• [What is expected]: Extract every line from the one containing "return mask of cloudy sky" through the last line of the rows, both ends included, reproducing each character unchanged. Leave the pictures out of your answer.

• [Information supplied]:
========

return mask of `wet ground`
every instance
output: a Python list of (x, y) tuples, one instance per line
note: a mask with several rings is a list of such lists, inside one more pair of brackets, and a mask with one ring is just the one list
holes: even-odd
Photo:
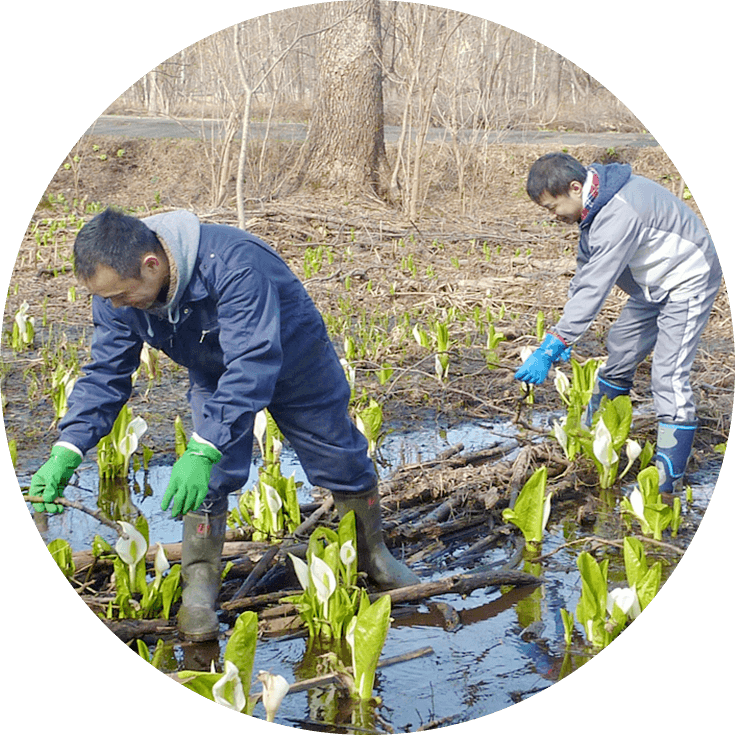
[[(431, 425), (418, 430), (396, 430), (389, 434), (382, 447), (384, 477), (388, 477), (397, 465), (431, 459), (459, 443), (468, 452), (502, 444), (510, 452), (507, 458), (512, 459), (514, 437), (515, 428), (509, 422), (484, 426), (481, 422), (462, 423), (441, 430)], [(282, 455), (282, 472), (289, 475), (292, 471), (297, 480), (306, 480), (287, 448)], [(717, 466), (703, 467), (692, 477), (693, 503), (686, 509), (685, 528), (694, 530), (699, 526), (718, 471)], [(255, 472), (254, 465), (253, 474)], [(180, 540), (180, 523), (158, 508), (169, 473), (170, 466), (162, 465), (147, 473), (140, 471), (135, 476), (131, 500), (149, 520), (151, 543)], [(21, 484), (25, 479), (26, 476), (19, 476)], [(96, 466), (88, 466), (79, 473), (78, 481), (67, 490), (66, 496), (93, 506), (96, 485)], [(300, 493), (302, 503), (312, 499), (308, 483)], [(595, 536), (609, 534), (609, 538), (613, 538), (617, 535), (620, 526), (615, 506), (618, 500), (613, 500), (612, 506), (605, 511), (598, 511)], [(427, 646), (431, 652), (379, 670), (376, 694), (382, 704), (369, 711), (371, 727), (379, 731), (414, 732), (422, 726), (476, 719), (525, 701), (577, 671), (593, 657), (595, 651), (587, 645), (579, 630), (573, 645), (565, 646), (560, 616), (562, 608), (575, 610), (581, 589), (576, 558), (583, 547), (565, 545), (590, 535), (590, 529), (583, 529), (577, 522), (576, 512), (577, 507), (569, 504), (555, 507), (544, 537), (542, 552), (545, 558), (540, 564), (526, 562), (522, 566), (542, 576), (542, 585), (480, 589), (466, 597), (445, 594), (418, 605), (395, 608), (396, 619), (389, 631), (383, 658), (408, 654)], [(44, 535), (49, 540), (66, 538), (75, 550), (81, 550), (91, 546), (97, 533), (114, 543), (113, 531), (101, 528), (82, 513), (67, 510), (49, 519)], [(449, 573), (500, 566), (514, 554), (512, 538), (508, 538), (472, 564), (455, 566), (454, 558), (475, 540), (468, 539), (448, 547), (414, 565), (414, 569), (422, 581), (430, 581)], [(400, 550), (394, 553), (400, 554)], [(611, 584), (617, 581), (624, 586), (619, 551), (603, 546), (598, 553), (610, 559)], [(674, 559), (669, 561), (675, 563)], [(671, 568), (665, 571), (665, 576)], [(91, 618), (90, 625), (94, 625)], [(227, 625), (223, 624), (223, 633), (226, 630)], [(175, 637), (169, 636), (168, 640), (166, 669), (191, 667), (194, 655), (191, 648), (181, 647)], [(198, 655), (219, 659), (225, 645), (226, 637), (221, 639), (219, 651), (217, 647), (210, 647), (199, 651)], [(615, 645), (620, 644), (613, 643)], [(256, 671), (269, 670), (294, 682), (314, 676), (317, 665), (318, 656), (309, 650), (302, 636), (265, 638), (258, 644)], [(256, 710), (255, 714), (263, 716), (262, 710)], [(288, 695), (276, 722), (303, 729), (340, 732), (334, 726), (355, 724), (355, 717), (349, 699), (334, 685), (327, 685)], [(364, 725), (364, 717), (359, 722)]]

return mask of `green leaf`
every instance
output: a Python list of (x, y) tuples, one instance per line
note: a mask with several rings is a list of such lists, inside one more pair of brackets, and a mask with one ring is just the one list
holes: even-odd
[(598, 564), (588, 552), (577, 558), (577, 567), (582, 576), (582, 595), (577, 604), (577, 620), (587, 631), (587, 621), (604, 621), (607, 614), (607, 567), (608, 561)]
[(645, 610), (651, 600), (658, 594), (661, 586), (661, 569), (661, 562), (657, 561), (636, 583), (636, 592), (638, 593), (641, 610)]
[(648, 572), (646, 552), (643, 544), (637, 538), (626, 536), (623, 539), (623, 559), (628, 587), (636, 587)]
[(72, 554), (69, 542), (57, 538), (51, 541), (46, 548), (49, 550), (49, 553), (64, 576), (67, 579), (71, 579), (76, 571), (76, 565), (74, 564), (74, 555)]
[(526, 544), (540, 543), (544, 528), (544, 499), (547, 469), (544, 465), (531, 475), (516, 498), (513, 508), (503, 511), (503, 519), (520, 528)]
[(258, 642), (258, 616), (248, 610), (235, 622), (230, 640), (225, 649), (225, 661), (232, 661), (240, 672), (240, 681), (247, 699), (253, 675), (255, 647)]
[(390, 597), (379, 597), (372, 605), (365, 604), (363, 596), (353, 632), (352, 661), (355, 677), (355, 694), (360, 699), (370, 699), (373, 693), (375, 670), (390, 628)]

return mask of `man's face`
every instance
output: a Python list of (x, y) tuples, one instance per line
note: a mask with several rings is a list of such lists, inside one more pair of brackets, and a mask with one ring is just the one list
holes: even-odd
[(123, 306), (150, 309), (168, 280), (165, 256), (149, 253), (143, 256), (139, 278), (123, 278), (113, 268), (98, 265), (95, 274), (83, 285), (95, 296), (109, 299), (115, 309)]
[(582, 184), (572, 181), (569, 193), (557, 197), (545, 191), (538, 203), (562, 222), (569, 225), (579, 223), (582, 219)]

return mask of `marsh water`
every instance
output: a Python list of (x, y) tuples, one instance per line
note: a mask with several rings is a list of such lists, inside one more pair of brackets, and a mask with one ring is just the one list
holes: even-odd
[[(397, 430), (390, 433), (382, 445), (381, 472), (387, 476), (402, 463), (429, 459), (458, 443), (464, 445), (464, 451), (477, 451), (498, 443), (505, 443), (512, 449), (514, 433), (515, 429), (508, 423), (462, 423), (452, 427), (427, 424), (416, 429)], [(295, 472), (297, 480), (305, 481), (288, 448), (281, 461), (285, 476)], [(685, 512), (695, 524), (709, 504), (718, 472), (719, 467), (703, 468), (690, 478), (693, 501)], [(149, 521), (151, 543), (180, 541), (180, 523), (171, 520), (168, 513), (159, 508), (169, 473), (170, 466), (153, 466), (135, 475), (131, 502)], [(253, 476), (255, 474), (254, 466)], [(19, 477), (21, 484), (24, 479), (28, 478)], [(66, 496), (95, 507), (96, 486), (96, 466), (87, 465)], [(308, 483), (299, 492), (302, 502), (312, 500)], [(611, 514), (616, 512), (615, 507), (610, 508)], [(50, 518), (43, 535), (47, 541), (65, 538), (74, 550), (81, 550), (91, 546), (97, 533), (111, 543), (115, 540), (111, 529), (82, 513), (67, 511)], [(562, 517), (552, 514), (543, 552), (548, 554), (583, 535), (585, 531), (572, 511)], [(503, 563), (511, 553), (510, 547), (509, 543), (490, 549), (475, 564)], [(422, 581), (439, 579), (450, 572), (472, 571), (472, 568), (453, 566), (452, 553), (448, 550), (444, 556), (414, 567)], [(376, 695), (381, 703), (372, 706), (367, 720), (362, 715), (358, 717), (355, 709), (345, 702), (345, 696), (330, 685), (289, 694), (276, 722), (332, 732), (346, 731), (337, 729), (341, 724), (351, 728), (349, 731), (367, 726), (379, 731), (413, 732), (428, 726), (476, 719), (542, 692), (578, 670), (593, 656), (579, 630), (573, 645), (565, 646), (560, 616), (561, 608), (573, 612), (577, 605), (581, 590), (576, 567), (578, 553), (578, 548), (563, 548), (548, 557), (542, 567), (537, 566), (534, 572), (544, 578), (540, 586), (479, 589), (466, 597), (442, 595), (414, 606), (407, 617), (396, 616), (383, 657), (424, 647), (430, 647), (431, 653), (379, 669)], [(625, 586), (619, 553), (611, 553), (610, 559), (611, 582)], [(444, 603), (456, 612), (451, 624), (447, 623), (446, 614), (437, 612), (437, 603)], [(91, 618), (90, 624), (94, 624)], [(224, 645), (225, 640), (220, 644), (222, 650)], [(180, 645), (172, 643), (169, 667), (184, 668), (185, 654)], [(303, 637), (266, 638), (258, 643), (255, 671), (269, 670), (294, 682), (314, 676), (318, 661)], [(264, 717), (261, 705), (254, 714)]]

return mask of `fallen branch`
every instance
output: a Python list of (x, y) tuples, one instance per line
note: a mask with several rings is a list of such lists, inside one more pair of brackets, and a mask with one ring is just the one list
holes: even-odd
[[(39, 495), (23, 495), (23, 500), (26, 503), (43, 503), (44, 500)], [(75, 500), (67, 500), (66, 498), (56, 498), (54, 500), (54, 503), (56, 505), (63, 505), (65, 508), (74, 508), (74, 510), (81, 510), (82, 513), (86, 513), (87, 515), (92, 516), (96, 521), (99, 521), (105, 526), (108, 526), (109, 528), (112, 528), (115, 530), (115, 532), (122, 536), (122, 526), (120, 526), (115, 521), (111, 521), (109, 518), (106, 518), (104, 515), (102, 515), (101, 510), (92, 510), (91, 508), (87, 508), (86, 506), (82, 505), (81, 503), (76, 502)]]
[[(413, 584), (409, 587), (399, 587), (395, 590), (387, 592), (375, 592), (370, 595), (370, 600), (375, 601), (379, 597), (388, 595), (391, 602), (416, 602), (434, 595), (443, 595), (447, 593), (455, 593), (466, 595), (473, 590), (482, 587), (492, 587), (500, 585), (513, 585), (523, 587), (527, 585), (541, 584), (543, 580), (533, 574), (526, 572), (517, 572), (511, 569), (497, 569), (475, 574), (454, 574), (450, 577), (436, 580), (435, 582), (421, 582)], [(255, 597), (243, 597), (239, 600), (230, 600), (223, 602), (221, 607), (223, 610), (247, 610), (251, 608), (265, 607), (267, 605), (277, 603), (283, 597), (298, 594), (299, 590), (285, 590), (281, 592), (268, 592), (264, 595), (256, 595)], [(280, 605), (278, 612), (282, 615), (291, 614), (296, 610), (294, 605)]]

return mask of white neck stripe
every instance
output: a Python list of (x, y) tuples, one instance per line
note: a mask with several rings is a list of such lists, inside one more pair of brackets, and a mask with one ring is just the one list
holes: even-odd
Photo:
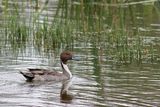
[(61, 62), (61, 66), (62, 66), (63, 72), (67, 73), (67, 76), (69, 76), (69, 78), (72, 78), (72, 73), (69, 70), (68, 66), (64, 64), (63, 62)]

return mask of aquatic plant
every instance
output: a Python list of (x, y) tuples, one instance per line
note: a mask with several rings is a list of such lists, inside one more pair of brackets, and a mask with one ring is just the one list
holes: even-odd
[[(42, 8), (36, 2), (35, 12), (29, 19), (32, 24), (21, 17), (25, 13), (25, 4), (20, 7), (17, 2), (12, 2), (13, 10), (10, 12), (7, 10), (8, 0), (4, 2), (5, 34), (12, 46), (20, 48), (33, 42), (36, 49), (49, 53), (61, 46), (74, 48), (74, 43), (83, 42), (94, 44), (95, 48), (102, 49), (115, 62), (143, 62), (148, 56), (152, 62), (158, 59), (159, 55), (155, 53), (159, 50), (153, 44), (145, 43), (147, 31), (141, 30), (147, 21), (152, 21), (150, 16), (153, 16), (153, 9), (158, 13), (157, 5), (154, 5), (157, 4), (156, 0), (59, 0), (52, 16), (47, 13), (43, 15), (44, 11), (49, 11), (48, 2)], [(150, 3), (150, 8), (142, 6), (143, 3)], [(137, 18), (137, 13), (143, 16)], [(158, 14), (156, 17), (159, 18)]]

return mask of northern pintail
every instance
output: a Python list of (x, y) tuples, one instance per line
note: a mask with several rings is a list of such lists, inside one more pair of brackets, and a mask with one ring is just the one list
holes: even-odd
[(26, 71), (20, 71), (20, 73), (27, 79), (27, 81), (62, 81), (72, 78), (67, 61), (78, 60), (70, 51), (64, 51), (60, 55), (61, 67), (63, 72), (57, 72), (47, 69), (32, 69), (29, 68)]

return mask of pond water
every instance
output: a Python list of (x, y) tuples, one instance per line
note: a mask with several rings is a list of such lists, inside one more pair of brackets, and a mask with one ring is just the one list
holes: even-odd
[[(56, 4), (55, 2), (54, 8)], [(53, 11), (54, 8), (49, 10)], [(143, 17), (138, 18), (141, 20)], [(147, 23), (150, 23), (151, 29), (148, 28), (148, 24), (143, 26), (149, 29), (145, 32), (146, 35), (150, 35), (146, 37), (146, 42), (154, 43), (159, 47), (160, 20), (153, 17), (153, 20)], [(144, 32), (144, 29), (142, 30)], [(68, 62), (74, 75), (71, 81), (67, 83), (26, 82), (19, 73), (20, 70), (26, 68), (61, 70), (59, 55), (64, 50), (65, 44), (60, 44), (48, 53), (44, 51), (45, 46), (42, 46), (39, 51), (32, 42), (28, 41), (25, 48), (15, 49), (13, 44), (6, 43), (9, 38), (3, 35), (3, 33), (0, 34), (0, 37), (3, 37), (0, 39), (1, 107), (160, 106), (158, 58), (154, 63), (146, 61), (130, 64), (116, 63), (105, 53), (108, 50), (107, 47), (101, 47), (92, 42), (77, 41), (72, 44), (72, 51), (81, 60)], [(66, 85), (69, 85), (69, 94), (63, 97), (60, 92)]]

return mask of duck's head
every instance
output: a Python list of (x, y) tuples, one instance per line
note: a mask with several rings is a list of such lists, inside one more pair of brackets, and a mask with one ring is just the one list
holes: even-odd
[(72, 52), (64, 51), (60, 55), (61, 61), (66, 64), (68, 60), (79, 60), (78, 57), (75, 57)]

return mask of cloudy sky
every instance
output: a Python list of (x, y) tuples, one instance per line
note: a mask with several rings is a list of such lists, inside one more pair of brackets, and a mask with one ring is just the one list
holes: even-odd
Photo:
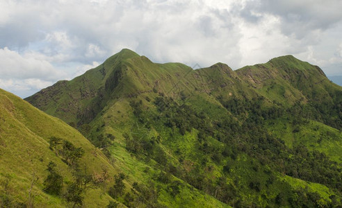
[(0, 0), (0, 88), (26, 97), (122, 48), (234, 69), (292, 54), (342, 75), (341, 0)]

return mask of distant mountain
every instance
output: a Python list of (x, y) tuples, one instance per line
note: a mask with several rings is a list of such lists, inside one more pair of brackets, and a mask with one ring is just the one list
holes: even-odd
[(25, 100), (158, 190), (113, 196), (128, 207), (341, 203), (342, 87), (292, 55), (193, 70), (123, 49)]
[(342, 86), (342, 76), (329, 76), (328, 78), (334, 83)]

========

• [Reply to the exercise]:
return mask of cloudy sky
every instance
output: a Python list of (x, y) tuples, one instance per line
note: a mask with several rings is a list of such lists, inside one more pair of brackets, and a mask with one ring is just the one list
holes: even-odd
Photo:
[(0, 0), (0, 88), (26, 97), (122, 48), (234, 69), (292, 54), (342, 75), (341, 0)]

return mask of distant mountain
every instance
output: a Python list of (x, y) tuples, one instance per line
note: a mask with several rings is a list of such lists, inside one more pair of brackets, and a mask with one ring is just the one list
holes: even-odd
[(25, 100), (158, 190), (113, 196), (128, 207), (341, 203), (342, 87), (292, 55), (193, 70), (123, 49)]
[(342, 86), (342, 76), (329, 76), (328, 78), (334, 83)]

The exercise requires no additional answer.